▶ _WHAT THE TASK REQUIRES_: Where the line containing "det: child's face" appears in the records below, begin there and output each line verbatim through the last line.

▶ _DATA FOR THIS EXERCISE_:

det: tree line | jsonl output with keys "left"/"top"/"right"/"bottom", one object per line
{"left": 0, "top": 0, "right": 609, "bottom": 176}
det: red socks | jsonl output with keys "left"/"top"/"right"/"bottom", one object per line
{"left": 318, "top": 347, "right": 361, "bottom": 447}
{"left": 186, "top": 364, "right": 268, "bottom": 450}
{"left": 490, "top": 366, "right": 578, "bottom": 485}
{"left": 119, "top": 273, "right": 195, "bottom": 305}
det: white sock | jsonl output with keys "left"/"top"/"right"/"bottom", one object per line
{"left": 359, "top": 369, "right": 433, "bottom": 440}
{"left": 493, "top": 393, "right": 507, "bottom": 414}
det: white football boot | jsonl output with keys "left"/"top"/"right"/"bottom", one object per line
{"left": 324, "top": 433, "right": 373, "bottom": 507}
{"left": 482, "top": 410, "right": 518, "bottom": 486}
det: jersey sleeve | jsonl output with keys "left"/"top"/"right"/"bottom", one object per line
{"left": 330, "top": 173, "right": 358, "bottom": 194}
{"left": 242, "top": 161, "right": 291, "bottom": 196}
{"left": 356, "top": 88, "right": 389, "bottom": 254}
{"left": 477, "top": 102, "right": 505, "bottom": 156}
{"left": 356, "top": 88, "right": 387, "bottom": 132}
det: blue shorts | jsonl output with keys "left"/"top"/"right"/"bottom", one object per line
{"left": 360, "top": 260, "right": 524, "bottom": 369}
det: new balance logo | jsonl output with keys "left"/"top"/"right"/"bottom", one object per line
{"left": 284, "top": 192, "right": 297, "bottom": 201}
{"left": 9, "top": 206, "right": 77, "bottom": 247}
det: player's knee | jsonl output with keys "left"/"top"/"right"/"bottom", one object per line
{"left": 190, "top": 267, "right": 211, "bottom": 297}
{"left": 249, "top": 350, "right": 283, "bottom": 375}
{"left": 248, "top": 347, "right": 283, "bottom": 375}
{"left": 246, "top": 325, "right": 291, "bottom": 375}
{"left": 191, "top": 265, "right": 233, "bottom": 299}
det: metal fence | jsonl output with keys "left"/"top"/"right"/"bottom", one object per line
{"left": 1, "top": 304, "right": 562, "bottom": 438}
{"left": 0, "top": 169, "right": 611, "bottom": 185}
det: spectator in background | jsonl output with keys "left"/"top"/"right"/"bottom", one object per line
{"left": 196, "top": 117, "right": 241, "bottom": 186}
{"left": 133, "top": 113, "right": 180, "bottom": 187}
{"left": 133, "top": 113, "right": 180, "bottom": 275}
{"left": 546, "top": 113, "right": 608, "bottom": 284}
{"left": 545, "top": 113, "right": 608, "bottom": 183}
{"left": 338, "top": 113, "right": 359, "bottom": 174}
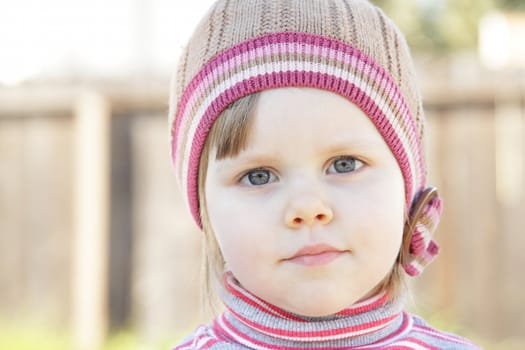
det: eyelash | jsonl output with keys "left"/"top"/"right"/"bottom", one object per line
{"left": 238, "top": 156, "right": 365, "bottom": 186}
{"left": 239, "top": 168, "right": 277, "bottom": 186}
{"left": 327, "top": 156, "right": 365, "bottom": 175}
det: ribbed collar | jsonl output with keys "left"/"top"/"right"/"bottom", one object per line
{"left": 213, "top": 272, "right": 411, "bottom": 349}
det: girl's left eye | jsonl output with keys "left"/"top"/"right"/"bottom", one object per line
{"left": 240, "top": 169, "right": 277, "bottom": 186}
{"left": 327, "top": 156, "right": 364, "bottom": 174}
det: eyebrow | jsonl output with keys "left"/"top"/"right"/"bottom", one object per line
{"left": 320, "top": 139, "right": 386, "bottom": 154}
{"left": 213, "top": 153, "right": 279, "bottom": 172}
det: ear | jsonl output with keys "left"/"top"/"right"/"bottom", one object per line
{"left": 400, "top": 187, "right": 443, "bottom": 277}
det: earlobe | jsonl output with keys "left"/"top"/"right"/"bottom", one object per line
{"left": 400, "top": 187, "right": 443, "bottom": 277}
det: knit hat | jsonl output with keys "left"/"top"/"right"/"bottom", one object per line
{"left": 169, "top": 0, "right": 442, "bottom": 276}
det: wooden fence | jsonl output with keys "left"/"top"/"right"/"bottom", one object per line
{"left": 0, "top": 62, "right": 524, "bottom": 349}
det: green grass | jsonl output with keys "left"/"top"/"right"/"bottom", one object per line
{"left": 0, "top": 324, "right": 176, "bottom": 350}
{"left": 0, "top": 324, "right": 70, "bottom": 350}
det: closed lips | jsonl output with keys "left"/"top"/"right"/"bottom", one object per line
{"left": 285, "top": 244, "right": 348, "bottom": 266}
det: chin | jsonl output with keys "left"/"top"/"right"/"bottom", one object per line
{"left": 270, "top": 283, "right": 367, "bottom": 317}
{"left": 281, "top": 295, "right": 355, "bottom": 317}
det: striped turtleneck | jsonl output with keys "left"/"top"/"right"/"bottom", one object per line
{"left": 174, "top": 273, "right": 480, "bottom": 349}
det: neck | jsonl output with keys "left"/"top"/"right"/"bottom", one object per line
{"left": 213, "top": 272, "right": 411, "bottom": 349}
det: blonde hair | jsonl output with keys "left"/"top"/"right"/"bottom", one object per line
{"left": 197, "top": 92, "right": 408, "bottom": 312}
{"left": 198, "top": 93, "right": 259, "bottom": 312}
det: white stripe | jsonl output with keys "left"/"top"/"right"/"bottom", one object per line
{"left": 408, "top": 260, "right": 424, "bottom": 273}
{"left": 180, "top": 61, "right": 420, "bottom": 202}
{"left": 221, "top": 310, "right": 394, "bottom": 343}
{"left": 389, "top": 340, "right": 429, "bottom": 349}
{"left": 227, "top": 277, "right": 291, "bottom": 318}
{"left": 217, "top": 314, "right": 272, "bottom": 350}
{"left": 185, "top": 325, "right": 215, "bottom": 349}
{"left": 415, "top": 222, "right": 432, "bottom": 247}
{"left": 175, "top": 41, "right": 408, "bottom": 165}
{"left": 223, "top": 279, "right": 399, "bottom": 343}
{"left": 231, "top": 278, "right": 388, "bottom": 321}
{"left": 357, "top": 313, "right": 414, "bottom": 349}
{"left": 415, "top": 326, "right": 474, "bottom": 345}
{"left": 194, "top": 336, "right": 211, "bottom": 349}
{"left": 176, "top": 42, "right": 414, "bottom": 166}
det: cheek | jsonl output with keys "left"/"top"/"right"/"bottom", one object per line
{"left": 336, "top": 179, "right": 404, "bottom": 221}
{"left": 205, "top": 197, "right": 239, "bottom": 259}
{"left": 336, "top": 172, "right": 405, "bottom": 250}
{"left": 205, "top": 190, "right": 272, "bottom": 268}
{"left": 369, "top": 176, "right": 405, "bottom": 256}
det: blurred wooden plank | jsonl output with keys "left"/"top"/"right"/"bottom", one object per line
{"left": 71, "top": 91, "right": 111, "bottom": 350}
{"left": 130, "top": 114, "right": 203, "bottom": 341}
{"left": 0, "top": 80, "right": 169, "bottom": 117}
{"left": 0, "top": 116, "right": 73, "bottom": 325}
{"left": 0, "top": 76, "right": 521, "bottom": 117}
{"left": 493, "top": 92, "right": 525, "bottom": 337}
{"left": 415, "top": 107, "right": 503, "bottom": 337}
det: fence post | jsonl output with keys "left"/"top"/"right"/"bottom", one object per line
{"left": 71, "top": 90, "right": 111, "bottom": 350}
{"left": 494, "top": 88, "right": 523, "bottom": 207}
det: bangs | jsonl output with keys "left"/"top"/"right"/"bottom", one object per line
{"left": 207, "top": 93, "right": 259, "bottom": 160}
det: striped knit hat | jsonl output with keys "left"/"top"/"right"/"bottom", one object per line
{"left": 169, "top": 0, "right": 442, "bottom": 276}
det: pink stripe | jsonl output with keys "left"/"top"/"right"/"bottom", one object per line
{"left": 421, "top": 241, "right": 439, "bottom": 263}
{"left": 399, "top": 337, "right": 440, "bottom": 350}
{"left": 410, "top": 229, "right": 426, "bottom": 255}
{"left": 217, "top": 315, "right": 285, "bottom": 350}
{"left": 199, "top": 338, "right": 219, "bottom": 350}
{"left": 335, "top": 293, "right": 389, "bottom": 316}
{"left": 174, "top": 42, "right": 414, "bottom": 151}
{"left": 227, "top": 306, "right": 396, "bottom": 339}
{"left": 173, "top": 331, "right": 219, "bottom": 350}
{"left": 404, "top": 265, "right": 419, "bottom": 277}
{"left": 217, "top": 314, "right": 387, "bottom": 350}
{"left": 177, "top": 69, "right": 418, "bottom": 188}
{"left": 173, "top": 339, "right": 193, "bottom": 350}
{"left": 370, "top": 311, "right": 412, "bottom": 346}
{"left": 185, "top": 71, "right": 416, "bottom": 229}
{"left": 225, "top": 273, "right": 393, "bottom": 322}
{"left": 224, "top": 274, "right": 305, "bottom": 321}
{"left": 172, "top": 32, "right": 420, "bottom": 167}
{"left": 413, "top": 324, "right": 479, "bottom": 347}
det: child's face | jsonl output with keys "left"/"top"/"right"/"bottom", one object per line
{"left": 204, "top": 87, "right": 405, "bottom": 317}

▶ _OUTPUT FOR THIS TASK_:
det: child's face | jsonl output with keys "left"/"top"/"right"/"bottom", one object per line
{"left": 204, "top": 87, "right": 405, "bottom": 317}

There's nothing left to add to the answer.